EXERCISE PROMPT: Repeat, word for word, each of the records shown below, without their pictures.

EXTRACTED ENTRIES:
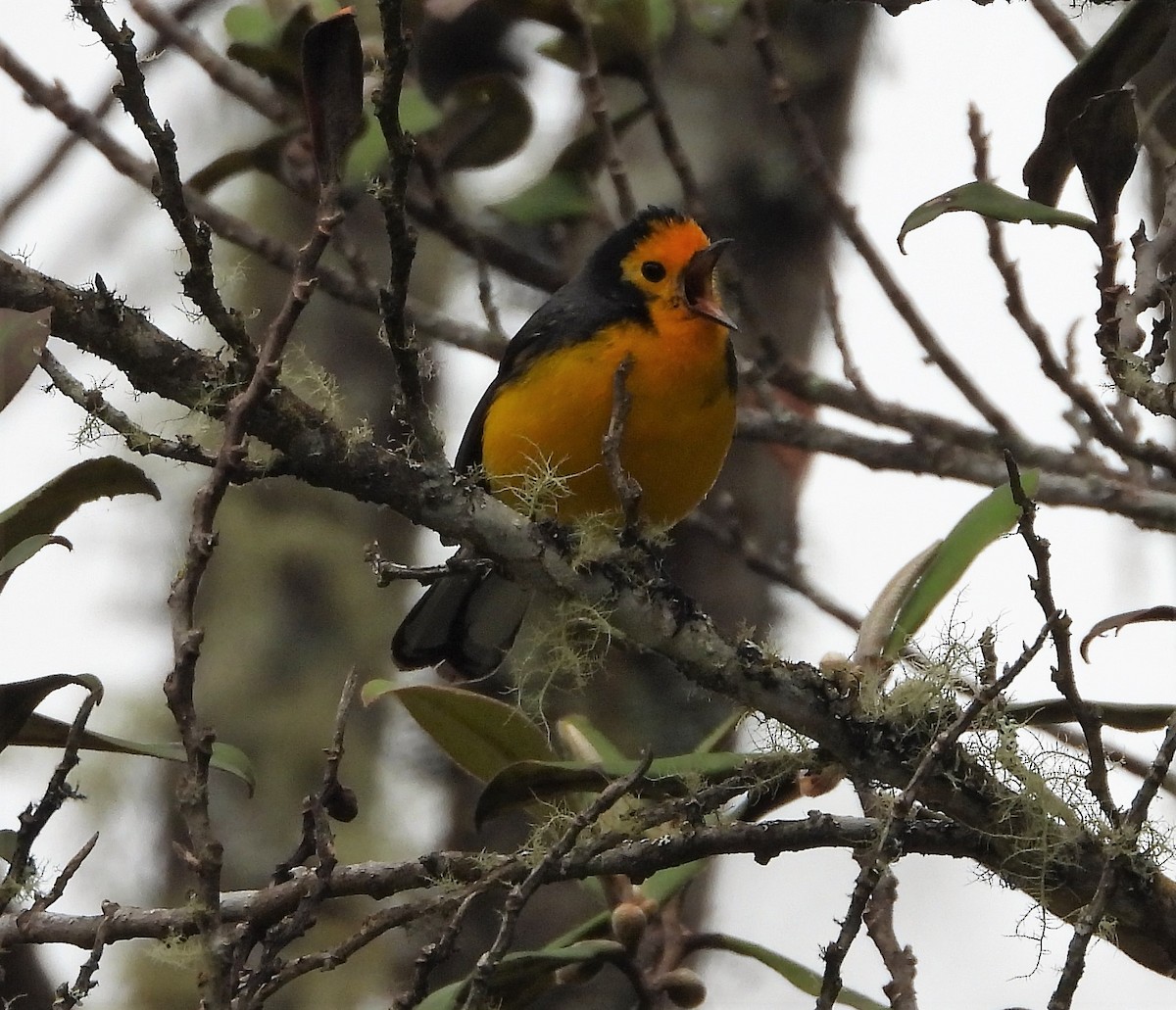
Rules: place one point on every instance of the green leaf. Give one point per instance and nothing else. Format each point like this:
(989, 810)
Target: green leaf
(712, 19)
(21, 697)
(42, 510)
(481, 735)
(985, 523)
(804, 979)
(41, 730)
(595, 746)
(416, 113)
(487, 120)
(250, 23)
(1117, 715)
(333, 91)
(989, 200)
(1104, 140)
(27, 548)
(527, 781)
(1124, 50)
(23, 338)
(527, 974)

REPLY:
Rules: place one point on every instance of the green leaf. Give one point per instance and nothing else. Format each point like this:
(989, 810)
Target: green leaf
(712, 19)
(21, 697)
(42, 510)
(481, 735)
(985, 523)
(804, 979)
(41, 730)
(595, 746)
(416, 113)
(487, 120)
(250, 23)
(1117, 715)
(333, 91)
(989, 200)
(1104, 140)
(27, 548)
(527, 781)
(1124, 50)
(23, 338)
(527, 974)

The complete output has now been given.